Stored data entries
►
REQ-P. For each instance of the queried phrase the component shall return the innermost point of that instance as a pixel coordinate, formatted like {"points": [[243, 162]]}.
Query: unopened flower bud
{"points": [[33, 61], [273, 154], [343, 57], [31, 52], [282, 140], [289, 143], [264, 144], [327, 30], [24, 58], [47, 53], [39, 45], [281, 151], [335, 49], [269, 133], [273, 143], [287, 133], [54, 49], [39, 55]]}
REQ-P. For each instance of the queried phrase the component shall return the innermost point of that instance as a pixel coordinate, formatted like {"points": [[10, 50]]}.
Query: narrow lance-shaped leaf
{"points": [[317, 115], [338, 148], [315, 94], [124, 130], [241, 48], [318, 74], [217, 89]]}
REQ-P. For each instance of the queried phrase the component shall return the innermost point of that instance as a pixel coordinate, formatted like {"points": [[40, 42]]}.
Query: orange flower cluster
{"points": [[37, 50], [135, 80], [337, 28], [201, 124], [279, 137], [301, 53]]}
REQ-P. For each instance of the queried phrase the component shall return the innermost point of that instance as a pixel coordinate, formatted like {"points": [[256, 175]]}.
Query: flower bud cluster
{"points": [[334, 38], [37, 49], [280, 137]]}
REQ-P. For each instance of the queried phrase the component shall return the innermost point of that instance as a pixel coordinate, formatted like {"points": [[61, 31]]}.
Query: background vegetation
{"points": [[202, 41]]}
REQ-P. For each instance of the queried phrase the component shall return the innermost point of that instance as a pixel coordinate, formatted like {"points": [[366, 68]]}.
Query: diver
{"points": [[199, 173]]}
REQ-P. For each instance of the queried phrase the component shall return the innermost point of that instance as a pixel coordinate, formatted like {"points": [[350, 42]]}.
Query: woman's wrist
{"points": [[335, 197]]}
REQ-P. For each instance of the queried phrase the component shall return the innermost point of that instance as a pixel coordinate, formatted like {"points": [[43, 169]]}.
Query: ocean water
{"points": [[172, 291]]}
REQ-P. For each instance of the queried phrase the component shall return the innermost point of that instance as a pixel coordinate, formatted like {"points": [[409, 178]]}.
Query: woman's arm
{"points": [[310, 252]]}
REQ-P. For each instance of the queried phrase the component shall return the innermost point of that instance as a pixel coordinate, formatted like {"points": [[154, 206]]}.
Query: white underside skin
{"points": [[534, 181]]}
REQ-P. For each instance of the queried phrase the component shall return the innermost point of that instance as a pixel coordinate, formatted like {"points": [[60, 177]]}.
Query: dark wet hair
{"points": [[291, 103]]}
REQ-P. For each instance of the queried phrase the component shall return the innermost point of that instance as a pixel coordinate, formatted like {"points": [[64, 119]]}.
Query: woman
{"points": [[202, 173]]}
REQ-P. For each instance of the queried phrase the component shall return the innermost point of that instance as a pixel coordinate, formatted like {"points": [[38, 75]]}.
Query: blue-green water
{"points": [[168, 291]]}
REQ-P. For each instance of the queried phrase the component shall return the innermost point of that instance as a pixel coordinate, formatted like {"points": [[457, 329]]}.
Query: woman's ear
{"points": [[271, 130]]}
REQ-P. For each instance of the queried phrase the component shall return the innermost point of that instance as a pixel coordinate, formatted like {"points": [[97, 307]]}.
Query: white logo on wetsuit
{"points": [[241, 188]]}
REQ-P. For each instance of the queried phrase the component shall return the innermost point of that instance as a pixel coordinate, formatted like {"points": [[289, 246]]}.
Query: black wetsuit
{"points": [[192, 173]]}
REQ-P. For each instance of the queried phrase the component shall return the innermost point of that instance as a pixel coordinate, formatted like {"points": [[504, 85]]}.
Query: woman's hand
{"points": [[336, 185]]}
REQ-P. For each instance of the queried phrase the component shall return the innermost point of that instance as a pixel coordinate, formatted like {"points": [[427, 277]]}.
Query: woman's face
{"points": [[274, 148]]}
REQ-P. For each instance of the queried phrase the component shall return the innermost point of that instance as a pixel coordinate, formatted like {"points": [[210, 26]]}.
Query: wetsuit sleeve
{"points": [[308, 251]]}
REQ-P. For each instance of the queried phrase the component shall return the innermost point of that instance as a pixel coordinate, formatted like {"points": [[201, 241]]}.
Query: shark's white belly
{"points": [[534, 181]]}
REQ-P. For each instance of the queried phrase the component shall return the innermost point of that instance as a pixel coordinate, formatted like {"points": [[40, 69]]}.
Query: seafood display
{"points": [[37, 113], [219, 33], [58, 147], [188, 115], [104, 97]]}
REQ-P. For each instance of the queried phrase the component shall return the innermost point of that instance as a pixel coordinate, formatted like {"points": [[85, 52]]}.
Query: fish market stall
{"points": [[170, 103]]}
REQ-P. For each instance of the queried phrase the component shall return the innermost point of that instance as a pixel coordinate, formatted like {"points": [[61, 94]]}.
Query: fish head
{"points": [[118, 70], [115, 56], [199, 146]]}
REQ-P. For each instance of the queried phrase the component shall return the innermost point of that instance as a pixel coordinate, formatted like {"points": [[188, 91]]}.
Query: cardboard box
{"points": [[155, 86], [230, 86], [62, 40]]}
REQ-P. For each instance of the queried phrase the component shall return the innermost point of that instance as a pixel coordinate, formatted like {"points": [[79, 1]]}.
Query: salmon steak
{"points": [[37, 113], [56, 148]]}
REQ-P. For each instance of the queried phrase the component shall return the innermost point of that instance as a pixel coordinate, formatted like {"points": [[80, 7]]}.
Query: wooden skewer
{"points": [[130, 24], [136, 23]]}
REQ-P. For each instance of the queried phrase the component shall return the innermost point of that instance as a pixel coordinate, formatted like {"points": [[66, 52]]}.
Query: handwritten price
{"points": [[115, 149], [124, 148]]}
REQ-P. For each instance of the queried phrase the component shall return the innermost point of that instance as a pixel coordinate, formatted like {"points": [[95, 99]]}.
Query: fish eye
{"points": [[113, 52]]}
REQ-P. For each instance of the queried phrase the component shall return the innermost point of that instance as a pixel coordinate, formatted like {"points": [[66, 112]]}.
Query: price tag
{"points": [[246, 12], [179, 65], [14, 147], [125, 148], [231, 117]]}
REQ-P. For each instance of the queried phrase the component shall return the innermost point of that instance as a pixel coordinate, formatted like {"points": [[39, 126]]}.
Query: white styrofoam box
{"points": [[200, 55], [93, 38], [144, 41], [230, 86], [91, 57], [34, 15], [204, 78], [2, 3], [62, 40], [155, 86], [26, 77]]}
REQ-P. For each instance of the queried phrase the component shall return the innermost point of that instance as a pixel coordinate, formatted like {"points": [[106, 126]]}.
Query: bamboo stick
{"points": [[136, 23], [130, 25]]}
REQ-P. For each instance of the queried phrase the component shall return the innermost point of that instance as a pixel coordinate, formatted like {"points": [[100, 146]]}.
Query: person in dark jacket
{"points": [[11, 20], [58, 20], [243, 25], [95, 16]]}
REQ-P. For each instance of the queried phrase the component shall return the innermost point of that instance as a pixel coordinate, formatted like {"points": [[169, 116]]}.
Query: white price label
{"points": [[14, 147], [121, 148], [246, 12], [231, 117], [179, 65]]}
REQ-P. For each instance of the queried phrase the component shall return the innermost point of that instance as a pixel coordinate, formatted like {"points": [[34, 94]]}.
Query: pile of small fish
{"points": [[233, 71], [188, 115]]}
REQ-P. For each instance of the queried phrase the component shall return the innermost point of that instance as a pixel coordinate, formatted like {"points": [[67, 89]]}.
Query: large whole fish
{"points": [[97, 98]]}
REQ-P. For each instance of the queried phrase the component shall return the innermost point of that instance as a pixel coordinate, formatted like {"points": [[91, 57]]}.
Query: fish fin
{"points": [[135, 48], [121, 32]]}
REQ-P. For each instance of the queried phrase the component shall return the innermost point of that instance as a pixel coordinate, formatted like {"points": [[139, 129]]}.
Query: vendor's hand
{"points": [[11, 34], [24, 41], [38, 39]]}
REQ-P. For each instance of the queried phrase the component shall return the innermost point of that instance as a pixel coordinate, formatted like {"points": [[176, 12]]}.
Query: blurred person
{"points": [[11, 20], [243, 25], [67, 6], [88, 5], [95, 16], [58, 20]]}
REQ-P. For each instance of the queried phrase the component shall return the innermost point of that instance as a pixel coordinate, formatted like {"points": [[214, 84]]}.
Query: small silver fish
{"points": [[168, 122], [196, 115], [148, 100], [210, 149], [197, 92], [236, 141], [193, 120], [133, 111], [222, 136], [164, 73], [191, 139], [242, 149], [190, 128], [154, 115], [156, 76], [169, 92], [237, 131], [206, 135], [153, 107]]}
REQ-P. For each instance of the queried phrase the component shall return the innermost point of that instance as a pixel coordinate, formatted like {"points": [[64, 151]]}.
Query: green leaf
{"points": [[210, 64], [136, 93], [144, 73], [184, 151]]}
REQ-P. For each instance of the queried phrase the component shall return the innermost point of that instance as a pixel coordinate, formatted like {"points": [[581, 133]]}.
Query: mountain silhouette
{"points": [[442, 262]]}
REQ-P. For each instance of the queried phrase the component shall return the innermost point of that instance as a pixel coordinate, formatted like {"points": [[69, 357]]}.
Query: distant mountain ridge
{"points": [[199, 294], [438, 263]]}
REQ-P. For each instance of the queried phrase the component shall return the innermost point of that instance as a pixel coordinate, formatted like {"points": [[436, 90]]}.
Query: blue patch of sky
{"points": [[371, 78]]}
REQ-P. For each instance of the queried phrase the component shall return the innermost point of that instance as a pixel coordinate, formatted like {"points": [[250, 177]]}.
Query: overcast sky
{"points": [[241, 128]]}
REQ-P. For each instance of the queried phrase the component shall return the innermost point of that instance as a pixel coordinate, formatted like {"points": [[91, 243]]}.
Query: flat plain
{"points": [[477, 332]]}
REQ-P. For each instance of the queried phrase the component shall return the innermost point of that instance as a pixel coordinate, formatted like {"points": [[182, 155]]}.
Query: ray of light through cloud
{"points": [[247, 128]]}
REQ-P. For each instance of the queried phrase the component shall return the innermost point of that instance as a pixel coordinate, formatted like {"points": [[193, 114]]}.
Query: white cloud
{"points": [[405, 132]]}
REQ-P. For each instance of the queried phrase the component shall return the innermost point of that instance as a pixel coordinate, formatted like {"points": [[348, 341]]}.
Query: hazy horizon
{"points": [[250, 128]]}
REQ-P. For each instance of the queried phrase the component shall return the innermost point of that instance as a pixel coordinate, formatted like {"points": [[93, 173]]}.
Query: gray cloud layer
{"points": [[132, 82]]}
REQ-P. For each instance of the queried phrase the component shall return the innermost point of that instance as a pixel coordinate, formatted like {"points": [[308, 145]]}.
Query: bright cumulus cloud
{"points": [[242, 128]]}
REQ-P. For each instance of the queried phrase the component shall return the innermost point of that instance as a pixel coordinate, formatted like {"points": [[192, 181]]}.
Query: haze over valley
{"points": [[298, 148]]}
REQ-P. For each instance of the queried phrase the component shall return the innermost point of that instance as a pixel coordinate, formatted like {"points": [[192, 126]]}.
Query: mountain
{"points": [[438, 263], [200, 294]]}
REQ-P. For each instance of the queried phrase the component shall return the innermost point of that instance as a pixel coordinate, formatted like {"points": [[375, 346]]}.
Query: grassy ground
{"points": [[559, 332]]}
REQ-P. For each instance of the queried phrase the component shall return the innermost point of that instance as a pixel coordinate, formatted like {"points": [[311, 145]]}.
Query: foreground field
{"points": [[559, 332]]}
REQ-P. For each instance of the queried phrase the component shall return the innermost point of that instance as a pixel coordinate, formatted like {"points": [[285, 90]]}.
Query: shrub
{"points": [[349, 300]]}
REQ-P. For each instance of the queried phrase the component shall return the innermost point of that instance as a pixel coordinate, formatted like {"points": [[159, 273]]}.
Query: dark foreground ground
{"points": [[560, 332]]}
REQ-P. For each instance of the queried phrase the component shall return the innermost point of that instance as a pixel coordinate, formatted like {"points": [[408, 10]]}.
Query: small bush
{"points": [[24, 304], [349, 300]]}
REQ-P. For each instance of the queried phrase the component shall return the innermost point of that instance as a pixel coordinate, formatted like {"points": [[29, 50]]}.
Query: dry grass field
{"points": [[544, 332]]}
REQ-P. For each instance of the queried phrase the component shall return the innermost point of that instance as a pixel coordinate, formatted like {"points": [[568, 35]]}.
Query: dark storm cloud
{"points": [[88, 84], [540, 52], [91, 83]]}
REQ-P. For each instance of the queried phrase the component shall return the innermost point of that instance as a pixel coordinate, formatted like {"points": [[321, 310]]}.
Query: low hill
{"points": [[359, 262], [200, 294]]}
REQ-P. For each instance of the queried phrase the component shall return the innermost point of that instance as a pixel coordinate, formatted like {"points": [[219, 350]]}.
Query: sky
◄
## REQUIRED ACTION:
Set down exactly, and only, the lines of the data above from the line containing "Query: low hill" through the last one.

## COMPLETED TASK:
Query: low hill
{"points": [[359, 262], [200, 294]]}
REQ-P. For each instance of the queried phrase the component shall return the innermost point of that instance as a pixel coordinate, formatted like {"points": [[219, 350]]}.
Query: sky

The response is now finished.